Copy out the whole post on Creative Cloud pricing below, word for word.

* Given text:

_ _ _

Creative Cloud: A Look at Pricing

Posted by Eric Hansen - May 12, 2013 - Apple, SANs and Post Production, Musings, News, Production
Creative Cloud: A Look at Pricing

One of the things that lured me to Creative Cloud was the initial pricing: $30/mo for one year when upgrading from an existing Creative Suite product. So I jumped on it. My thought at the time, and I still think this, is that so many people will complain about the eventual $50/mo pricing, that Adobe will lower the standard subscription rate closer to the original $30/mo that brought many users onboard. Only time will tell on that.

I’ve read a few articles on the pricing, and they seem to be all over the map. Some say it’s a great deal, some say it’s an outright scam. In general, articles say good, commenters say bad.

_ _ _

* Data rows:
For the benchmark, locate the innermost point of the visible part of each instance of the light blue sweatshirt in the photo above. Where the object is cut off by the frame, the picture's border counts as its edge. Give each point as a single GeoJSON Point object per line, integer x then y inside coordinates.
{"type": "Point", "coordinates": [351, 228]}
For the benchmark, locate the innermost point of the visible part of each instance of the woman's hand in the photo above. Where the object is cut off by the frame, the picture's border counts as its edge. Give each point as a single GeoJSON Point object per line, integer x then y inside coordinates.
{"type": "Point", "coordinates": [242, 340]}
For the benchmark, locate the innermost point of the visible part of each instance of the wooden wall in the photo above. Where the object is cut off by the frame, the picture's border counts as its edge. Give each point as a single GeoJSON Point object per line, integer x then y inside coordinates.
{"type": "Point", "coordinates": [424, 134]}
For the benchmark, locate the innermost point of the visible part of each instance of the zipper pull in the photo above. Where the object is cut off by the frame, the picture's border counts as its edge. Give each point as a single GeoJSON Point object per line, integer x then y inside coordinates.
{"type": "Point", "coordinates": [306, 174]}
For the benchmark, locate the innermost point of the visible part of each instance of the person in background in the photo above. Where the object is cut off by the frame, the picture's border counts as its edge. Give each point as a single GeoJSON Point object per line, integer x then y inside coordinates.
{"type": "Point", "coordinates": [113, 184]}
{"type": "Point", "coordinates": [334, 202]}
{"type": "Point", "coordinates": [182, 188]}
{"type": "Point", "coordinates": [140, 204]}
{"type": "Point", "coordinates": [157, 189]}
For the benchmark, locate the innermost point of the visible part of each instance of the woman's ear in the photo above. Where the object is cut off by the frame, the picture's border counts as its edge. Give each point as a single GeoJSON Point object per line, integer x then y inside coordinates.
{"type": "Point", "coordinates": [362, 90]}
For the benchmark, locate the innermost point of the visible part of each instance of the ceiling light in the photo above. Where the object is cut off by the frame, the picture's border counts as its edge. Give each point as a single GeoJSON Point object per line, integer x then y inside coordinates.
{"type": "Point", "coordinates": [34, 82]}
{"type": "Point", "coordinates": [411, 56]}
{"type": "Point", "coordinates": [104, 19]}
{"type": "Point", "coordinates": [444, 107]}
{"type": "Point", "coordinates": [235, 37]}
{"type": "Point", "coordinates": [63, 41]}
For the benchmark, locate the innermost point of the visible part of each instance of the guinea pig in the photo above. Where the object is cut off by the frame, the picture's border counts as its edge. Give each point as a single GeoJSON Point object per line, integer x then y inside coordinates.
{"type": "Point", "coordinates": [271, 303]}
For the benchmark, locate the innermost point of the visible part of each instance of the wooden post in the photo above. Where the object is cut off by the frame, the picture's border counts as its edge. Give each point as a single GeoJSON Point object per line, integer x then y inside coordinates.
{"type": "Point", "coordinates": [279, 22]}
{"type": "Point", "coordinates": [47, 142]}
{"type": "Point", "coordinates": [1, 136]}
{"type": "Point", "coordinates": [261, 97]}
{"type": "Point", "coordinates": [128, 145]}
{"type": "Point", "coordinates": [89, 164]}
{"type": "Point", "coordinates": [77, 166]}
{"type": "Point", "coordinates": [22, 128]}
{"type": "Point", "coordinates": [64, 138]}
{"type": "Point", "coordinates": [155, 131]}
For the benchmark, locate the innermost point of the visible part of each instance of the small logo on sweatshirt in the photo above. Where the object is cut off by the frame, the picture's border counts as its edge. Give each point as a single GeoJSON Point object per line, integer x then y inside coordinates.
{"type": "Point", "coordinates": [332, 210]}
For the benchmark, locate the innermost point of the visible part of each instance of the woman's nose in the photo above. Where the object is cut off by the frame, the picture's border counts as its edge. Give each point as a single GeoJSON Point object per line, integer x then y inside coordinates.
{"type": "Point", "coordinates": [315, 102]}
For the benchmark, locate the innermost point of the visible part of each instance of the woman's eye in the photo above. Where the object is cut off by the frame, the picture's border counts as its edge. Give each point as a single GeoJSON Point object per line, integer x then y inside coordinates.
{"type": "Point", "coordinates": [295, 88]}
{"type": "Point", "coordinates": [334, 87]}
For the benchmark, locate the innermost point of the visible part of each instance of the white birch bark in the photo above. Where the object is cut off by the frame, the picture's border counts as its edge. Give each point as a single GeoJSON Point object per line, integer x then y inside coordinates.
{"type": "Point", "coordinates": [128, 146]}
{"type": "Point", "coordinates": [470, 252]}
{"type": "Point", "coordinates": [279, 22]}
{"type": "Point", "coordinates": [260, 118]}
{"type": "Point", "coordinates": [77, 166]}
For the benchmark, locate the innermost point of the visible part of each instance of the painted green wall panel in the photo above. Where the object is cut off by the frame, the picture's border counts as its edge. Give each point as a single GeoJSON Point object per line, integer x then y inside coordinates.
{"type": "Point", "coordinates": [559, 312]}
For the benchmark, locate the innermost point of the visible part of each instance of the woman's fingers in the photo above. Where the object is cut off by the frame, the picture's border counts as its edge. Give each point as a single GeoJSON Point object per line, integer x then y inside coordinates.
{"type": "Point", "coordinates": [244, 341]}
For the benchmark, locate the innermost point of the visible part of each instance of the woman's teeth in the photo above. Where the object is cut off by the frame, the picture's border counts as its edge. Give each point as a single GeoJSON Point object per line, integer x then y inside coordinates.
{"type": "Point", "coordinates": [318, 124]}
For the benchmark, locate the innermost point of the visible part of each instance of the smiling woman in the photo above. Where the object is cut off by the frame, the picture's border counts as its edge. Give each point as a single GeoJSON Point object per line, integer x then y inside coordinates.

_ _ _

* Solution for this exercise:
Creative Cloud: A Look at Pricing

Posted by Eric Hansen - May 12, 2013 - Apple, SANs and Post Production, Musings, News, Production
Creative Cloud: A Look at Pricing

One of the things that lured me to Creative Cloud was the initial pricing: $30/mo for one year when upgrading from an existing Creative Suite product. So I jumped on it. My thought at the time, and I still think this, is that so many people will complain about the eventual $50/mo pricing, that Adobe will lower the standard subscription rate closer to the original $30/mo that brought many users onboard. Only time will tell on that.

I’ve read a few articles on the pricing, and they seem to be all over the map. Some say it’s a great deal, some say it’s an outright scam. In general, articles say good, commenters say bad.